While staying in Ventimiglia we crossed the border several times a day and despite the police checkpoint, effortlessly. What is often taken for granted by EU citizens becomes a dangerous obstacle for people on the move who endure inhumane circumstances for weeks, even months to overcome it.

For the currently around 100 – 150 men, and some women and children nevertheless, reaching France is a nightly cat and mouse game after which most are forcefully returned to Italy the same night or the next day. A young man from Eritrea tells us that during his almost nightly attempts he has even been slapped in the face and bullied by border forces before being pushed back to Italy. Those unlucky enough to be picked up by the police at the wrong time might even find themselves on a bus deporting them to southern Italy – just to start another journey up North, to France, Germany or faraway Britain.

The makeshift camp close to the city centre is currently tolerated by the police but not even basic support is provided by the public authorities leaving people without sanitary facilities, access to drinking water and medical assistance. Different international volunteer groups and local NGOs are doing their best to offer people at least a warm meal per day, clothes, tents and blankets. According to them, the atmosphere among the residents of the small Italian town has become more hostile, especially after the Italian parliamentary election in March which was a success for populist and right wing parties. “Open racism is now socially accepted”, says a volunteer who keeps coming to Ventimiglia during the weekends to help out.

The high police presence in the city and especially right in front of the makeshift camp increases migrants fear of being arrested and deported; many are scared to move freely within the city. Their access to medical and social support is therefore limited. Furthermore the continuous police detachment stigmatises the camp and its inhabitants despite the overall peaceful atmosphere among the migrants that we have witnessed while spending days inside the camp.

Aside from the unofficial settlement under the bridge, an official shelter run eight kilometres outside the city is said to provide more humane conditions. The container facility run by the Red Cross only provides shelter though to those registered in Italy. Along with the Dublin procedure, refugees who first register in here cannot seek asylum in another EU country and will always face deportation back to Italy. Those who can, prefer to stay under the bridge instead but due to the harsh conditions and lack of donated sleeping bags and tents, single women and families with children often have no other choice but to seek shelter in the official camp.

- _Exercise data_
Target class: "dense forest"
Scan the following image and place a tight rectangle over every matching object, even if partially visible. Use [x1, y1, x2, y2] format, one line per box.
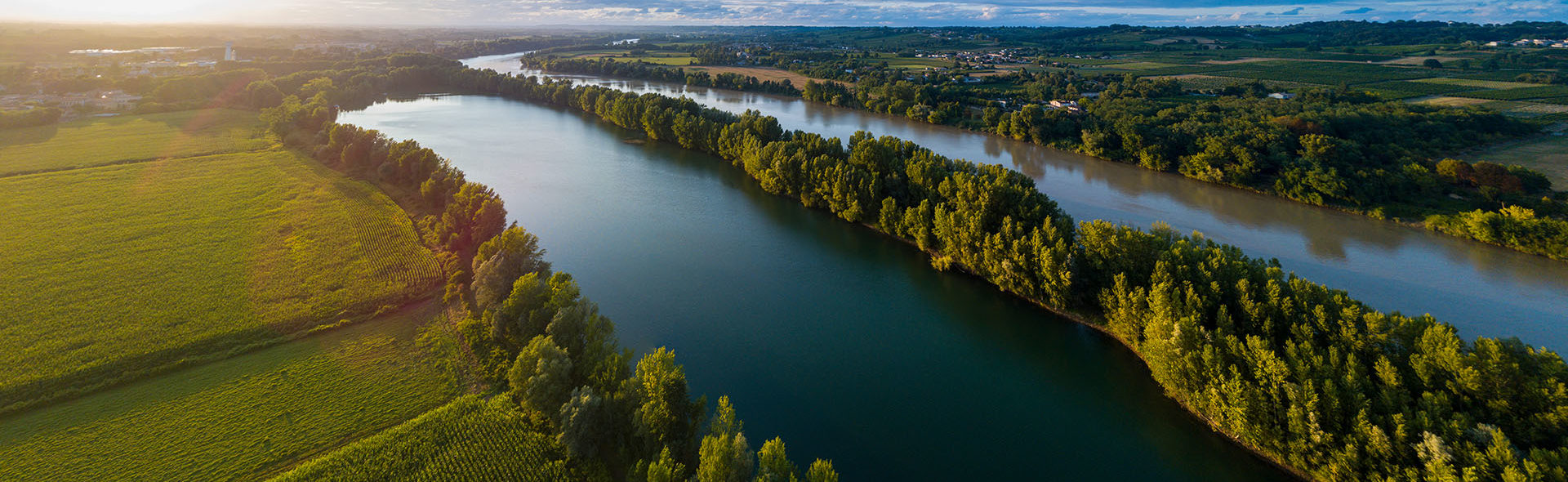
[144, 55, 1568, 480]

- _Exercises_
a: Write out, word for word, the part of the Ventimiglia border passage that opens with the words containing "The makeshift camp close" and closes with "to help out.".
b: Continue the account of migrants at the Ventimiglia border from the point where it stops.

- _Outputs by task_
a:
The makeshift camp close to the city centre is currently tolerated by the police but not even basic support is provided by the public authorities leaving people without sanitary facilities, access to drinking water and medical assistance. Different international volunteer groups and local NGOs are doing their best to offer people at least a warm meal per day, clothes, tents and blankets. According to them, the atmosphere among the residents of the small Italian town has become more hostile, especially after the Italian parliamentary election in March which was a success for populist and right wing parties. “Open racism is now socially accepted”, says a volunteer who keeps coming to Ventimiglia during the weekends to help out.

b:
The failure of Ventimiglia’s municipality makes one thing clear: migrants are not welcome, and it appears that authorities and decision makers are doing their best to make the conditions for people in transit unbearable. The consequences are dramatic: when short on money people drink from the heavily polluted Roya, diseases spread rapidly due to bad hygienic conditions. On top of that, the atmosphere around the camp is tense, though partly the residents’ anger is simply caused by the trash littered in an around the camp. To remedy this, volunteers put up makeshift trash cans and empty them without support from official services.

Places like Ventimiglia show the ugly truth of Europe’s incapacity to take responsibility for what can briefly be simplified described as a consequence of a global system based on inequality. Even on a local basis, humanitarian action and solidarity is largely undermined if not criminalised. The overall negligence of the situation by the local authorities puts the most vulnerable groups like minors, women and LGBT people at risk of exposure to violence, sexual exploitation and human trafficking.

Concerning those who are waiting for their chance in Ventimiglia, one thing is clear: Nobody wants to remain in Italy. They will continue searching for the Europe where they will get the chance to live a self-determined life in dignity. For some it’s Germany or France, for others, England. Others have become resigned after several deportations and years of an odyssey, they know: this Europe doesn’t exist, for them.